Stored data Start Marker

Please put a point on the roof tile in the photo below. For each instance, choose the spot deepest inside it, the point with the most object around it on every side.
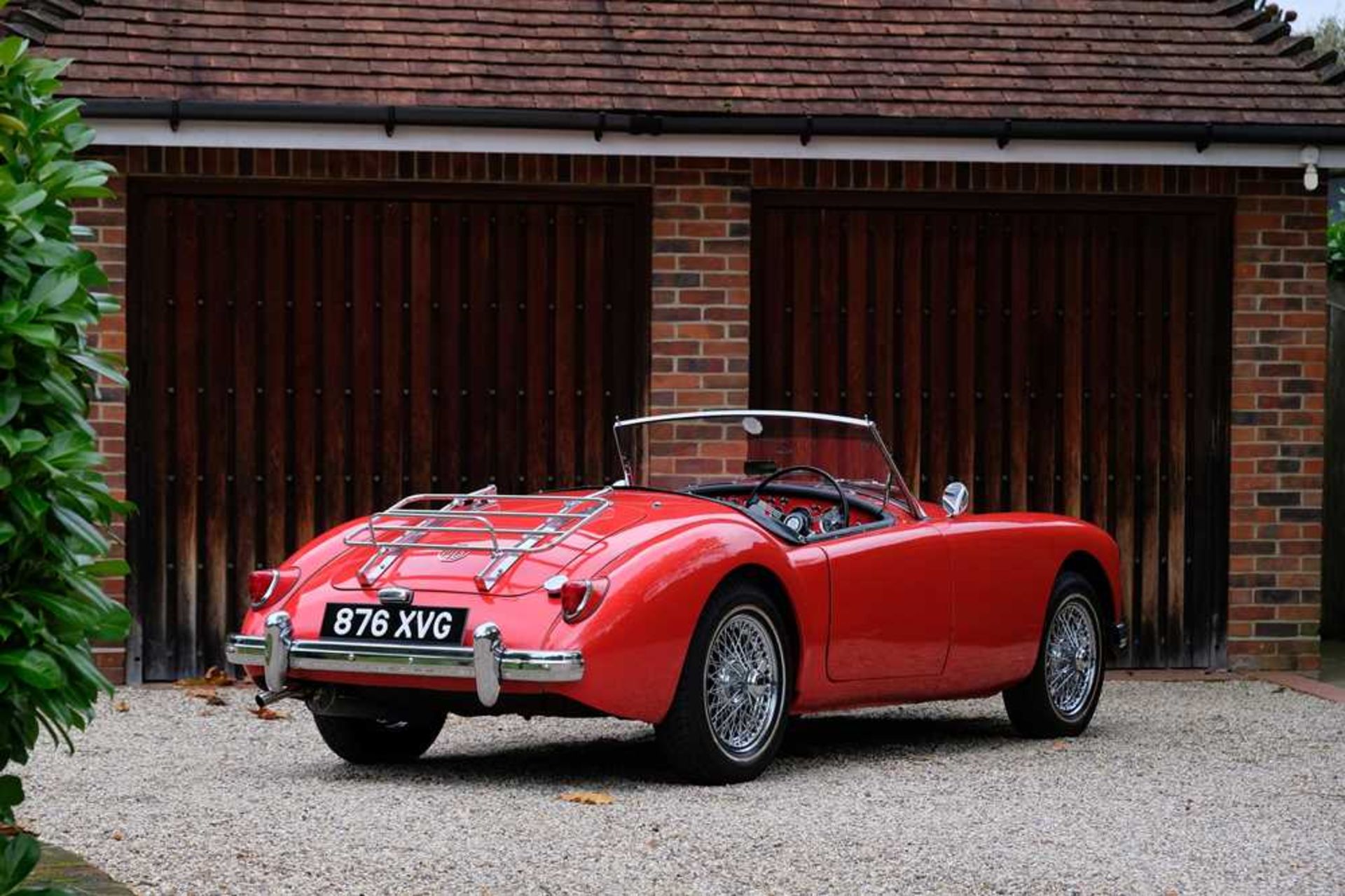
(1160, 61)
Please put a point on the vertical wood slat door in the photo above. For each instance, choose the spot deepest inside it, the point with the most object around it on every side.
(1067, 355)
(303, 354)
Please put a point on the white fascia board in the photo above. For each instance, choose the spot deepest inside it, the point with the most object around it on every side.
(247, 135)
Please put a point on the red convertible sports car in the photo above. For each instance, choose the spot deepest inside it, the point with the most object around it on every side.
(750, 567)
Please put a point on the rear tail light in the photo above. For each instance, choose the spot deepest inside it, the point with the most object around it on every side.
(579, 598)
(269, 586)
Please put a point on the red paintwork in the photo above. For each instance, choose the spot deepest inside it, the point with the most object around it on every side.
(920, 609)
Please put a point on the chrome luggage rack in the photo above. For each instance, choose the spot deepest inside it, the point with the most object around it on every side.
(495, 520)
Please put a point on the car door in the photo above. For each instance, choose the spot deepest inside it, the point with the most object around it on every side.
(891, 602)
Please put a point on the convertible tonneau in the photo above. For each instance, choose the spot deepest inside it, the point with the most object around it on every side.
(502, 526)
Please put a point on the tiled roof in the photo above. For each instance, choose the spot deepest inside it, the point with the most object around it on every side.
(1133, 61)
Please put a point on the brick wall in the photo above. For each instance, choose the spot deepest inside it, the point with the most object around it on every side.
(1279, 380)
(700, 318)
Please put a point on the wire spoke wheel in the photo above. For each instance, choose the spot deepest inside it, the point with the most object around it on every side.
(1072, 657)
(744, 684)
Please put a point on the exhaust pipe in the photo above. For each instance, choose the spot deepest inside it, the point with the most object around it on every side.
(268, 697)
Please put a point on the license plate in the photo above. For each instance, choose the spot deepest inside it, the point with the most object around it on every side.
(370, 622)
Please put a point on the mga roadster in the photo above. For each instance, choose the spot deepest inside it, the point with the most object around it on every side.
(750, 567)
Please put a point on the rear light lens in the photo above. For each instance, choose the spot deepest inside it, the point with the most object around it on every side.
(580, 598)
(268, 586)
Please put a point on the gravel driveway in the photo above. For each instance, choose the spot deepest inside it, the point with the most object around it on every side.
(1188, 787)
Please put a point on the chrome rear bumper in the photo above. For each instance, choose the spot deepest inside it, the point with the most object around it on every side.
(488, 659)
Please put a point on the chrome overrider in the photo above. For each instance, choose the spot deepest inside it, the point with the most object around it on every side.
(488, 659)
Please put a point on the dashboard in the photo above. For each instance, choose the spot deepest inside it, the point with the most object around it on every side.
(803, 514)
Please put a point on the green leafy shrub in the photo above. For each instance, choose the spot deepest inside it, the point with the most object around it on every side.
(1336, 251)
(54, 506)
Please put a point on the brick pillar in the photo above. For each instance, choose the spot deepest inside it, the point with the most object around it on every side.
(700, 314)
(1278, 419)
(106, 219)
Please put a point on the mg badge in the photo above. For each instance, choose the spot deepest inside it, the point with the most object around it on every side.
(396, 596)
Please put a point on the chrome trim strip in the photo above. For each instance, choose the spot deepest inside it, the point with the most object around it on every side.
(427, 661)
(747, 412)
(486, 662)
(276, 647)
(796, 415)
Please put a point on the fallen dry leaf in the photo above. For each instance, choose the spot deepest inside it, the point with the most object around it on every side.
(588, 798)
(219, 677)
(209, 696)
(267, 713)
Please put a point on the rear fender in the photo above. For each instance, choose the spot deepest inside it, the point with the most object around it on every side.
(637, 642)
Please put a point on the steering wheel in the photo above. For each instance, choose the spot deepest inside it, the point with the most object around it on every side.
(755, 495)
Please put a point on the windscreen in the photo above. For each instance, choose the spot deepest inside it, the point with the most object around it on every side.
(688, 453)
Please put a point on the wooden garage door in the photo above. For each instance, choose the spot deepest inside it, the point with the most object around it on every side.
(305, 353)
(1055, 354)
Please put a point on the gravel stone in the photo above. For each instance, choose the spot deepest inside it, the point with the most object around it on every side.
(1229, 787)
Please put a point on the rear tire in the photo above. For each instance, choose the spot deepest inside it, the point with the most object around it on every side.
(728, 715)
(1060, 696)
(370, 742)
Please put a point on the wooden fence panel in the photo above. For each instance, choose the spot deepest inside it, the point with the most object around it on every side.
(307, 353)
(1059, 354)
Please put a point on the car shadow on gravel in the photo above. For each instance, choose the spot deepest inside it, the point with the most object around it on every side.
(602, 760)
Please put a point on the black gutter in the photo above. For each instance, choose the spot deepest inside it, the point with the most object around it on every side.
(640, 123)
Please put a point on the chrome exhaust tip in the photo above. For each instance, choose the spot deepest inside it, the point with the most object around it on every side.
(268, 697)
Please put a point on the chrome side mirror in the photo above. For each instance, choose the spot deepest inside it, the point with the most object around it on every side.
(956, 499)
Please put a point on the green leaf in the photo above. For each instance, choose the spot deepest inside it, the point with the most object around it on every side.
(54, 288)
(39, 336)
(26, 198)
(101, 366)
(17, 860)
(11, 49)
(67, 394)
(85, 532)
(61, 113)
(34, 668)
(10, 403)
(108, 568)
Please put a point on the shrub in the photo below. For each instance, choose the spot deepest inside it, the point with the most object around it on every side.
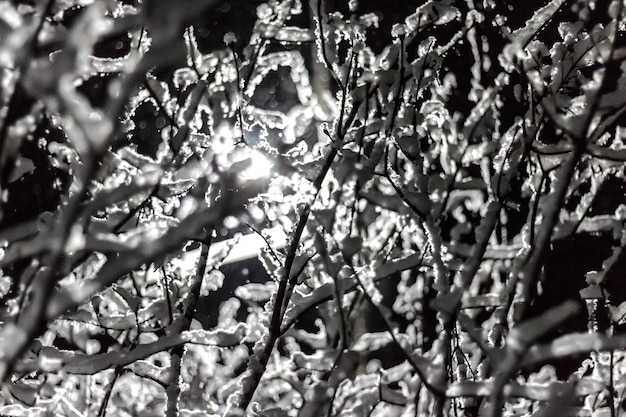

Stored data End Marker

_Problem requirements_: Everything in the records above is to be copied exactly, except the pictures.

_Result of this exercise_:
Please put a point on the roof tile in the photo below. For each instance, choose the spot deepest inside it, the point with the most object around it on every side.
(1160, 61)
Please put a point on the vertical wood slat door in the photo above. For each instance, choose the spot deepest inside it, the point with the most object around it on every side.
(1067, 355)
(303, 354)
Please put a point on the white fascia board in the photo above. For each instance, choose the spot deepest inside it, the point with the most object around it on every side.
(247, 135)
Please put a point on the red convertible sports car in the photo above. For each instance, choose the spot deepest inside it, the point with the most object around it on every side.
(750, 567)
Please put a point on the rear tail light in the photo above. For each instance, choose the spot deepest inside it, the point with the most object around it on every side.
(579, 598)
(269, 586)
Please put a point on the red paintwork in the photo above. For each instance, choose the spot deepest inside it, the point with the most object around it on every side.
(920, 609)
Please put a point on the chrome luggage rack in the photo above. For each instance, choose the spot deepest inside it, the point with the most object around it on every side.
(495, 520)
Please put a point on the car door in the photo above. For each instance, choose the spot deepest inside it, the point with the most object around it on every side.
(891, 602)
Please put a point on the convertible tonneau in the photo above. For each instance, choose the spot deepest inside it, the point with the most object around it on every side.
(502, 526)
Please put a point on the tiled roof in the photo above. For each instance, choose the spot deepest inside it, the point with the most object around it on every side.
(1133, 61)
Please put a point on the brick wall in the photo above. For each instance, choose the spot deepest inside it, the point with the most object around it on every side.
(1279, 380)
(700, 318)
Please put a point on the wire spoke wheel in the photo above. For each instance, choose the spot deepest inside it, the point with the most object around it on every side.
(1072, 657)
(744, 684)
Please put a point on the exhaust pipe in the photo above. For each instance, choose the spot deepest inside it, the point with the most object around it on every side.
(268, 697)
Please put a point on the license plate in the photo above. For each instance, choose the spot deepest inside it, the point with the most object around it on every side.
(370, 622)
Please put a point on the mga roadster in the photo above. For each instance, choose the spot deepest inside it, the point with the most object around it on every side.
(750, 567)
Please put a point on the rear light lens in the photo above. For each instance, choose the spot deepest inside it, the point with the most object around it on every side.
(580, 598)
(268, 586)
Please put a point on the gravel driveway in the photo above. For each instance, choose the spot deepest inside it, the point with the most object around it on every side.
(1188, 787)
Please put a point on the chrome rear bumper in the photo above. For each instance, choose the spot deepest inside it, the point with the most object around it on every side.
(488, 659)
Please put a point on the chrome overrider in the photo above. For each instance, choose the spot deepest inside it, the point with the most object around it on every side.
(488, 659)
Please put a point on the dashboard in the photo above. For each instance, choose the spot deepest inside it, the point with the most object around it on every side.
(803, 514)
Please put a point on the green leafy shrub in the photo above. For each instance, choose the spot deepest inside it, the point with the most object around it on every side.
(1336, 251)
(54, 506)
Please put a point on the brick pillar in the photo above. For each instance, choose the spot deepest inside it, the point with the most object around it on every side.
(700, 314)
(1278, 419)
(106, 219)
Please put a point on the mg badge in the photo above. For each instance, choose the spot deepest inside it, the point with the most object around it on every side.
(396, 596)
Please put a point on the chrome trim strip in the photo above. For each instance, choose the spot deepest inside it, the point with the most object around it on every side.
(427, 661)
(747, 412)
(486, 662)
(276, 647)
(796, 415)
Please put a point on the fallen dry leaf in the photo above. For each instance, choose the spot deepest inside it, the point with the most object around it on every side.
(588, 798)
(219, 677)
(209, 696)
(267, 713)
Please put a point on the rear fender in the photo above. For each instance, choose the spot deepest inside it, the point with the most object around it on every side.
(637, 642)
Please put a point on the steering wheel in the photo above. For each instance, choose the spot deepest inside it, the point with the most object around it on every side.
(755, 495)
Please put a point on the windscreen in the photo above. For each instance, choose the spot deepest inside it, the point with the most object around it on every side.
(688, 453)
Please put a point on the wooden garage door in the photo above. For each instance, choose the spot deepest inside it, the point with the most object around it on every side.
(305, 353)
(1055, 354)
Please put a point on the gravel stone in the photo above. For each instance, choose the spot deepest inside it, the point with the most object around it on every side.
(1229, 787)
Please put a point on the rear tire in the photo above. For each instance, choose the spot deepest inside it, the point with the most object around it on every side.
(728, 715)
(1060, 696)
(370, 742)
Please put a point on the wooden fence panel in the photo above. For each instance, choose the spot deepest inside it, the point with the most object around it on every side.
(307, 353)
(1059, 354)
Please put a point on the car shadow on gravel in the photo above. For each instance, choose the spot deepest inside it, the point with the most object around it on every side.
(602, 760)
Please put a point on the black gutter in the photo above. For each instance, choose the spot deepest inside it, the point with the most object around it on every side.
(640, 123)
Please put a point on the chrome exhaust tip in the photo above. For each instance, choose the spot deepest inside it, the point with the most object around it on every side.
(268, 697)
Please put a point on the chrome side mirror in the photo above. For each instance, choose the spot deepest inside it, the point with the most object around it on every side.
(956, 499)
Please put a point on the green leaf in the photo above. For each instance, choose the spot deepest inside it, the point with the most object around it on every side.
(54, 288)
(39, 336)
(26, 198)
(101, 366)
(17, 860)
(11, 49)
(67, 394)
(85, 532)
(61, 113)
(34, 668)
(10, 403)
(108, 568)
Please put a point on the shrub in the photo below. For each instance, choose the spot deepest inside it, the point with the most object around it on every side.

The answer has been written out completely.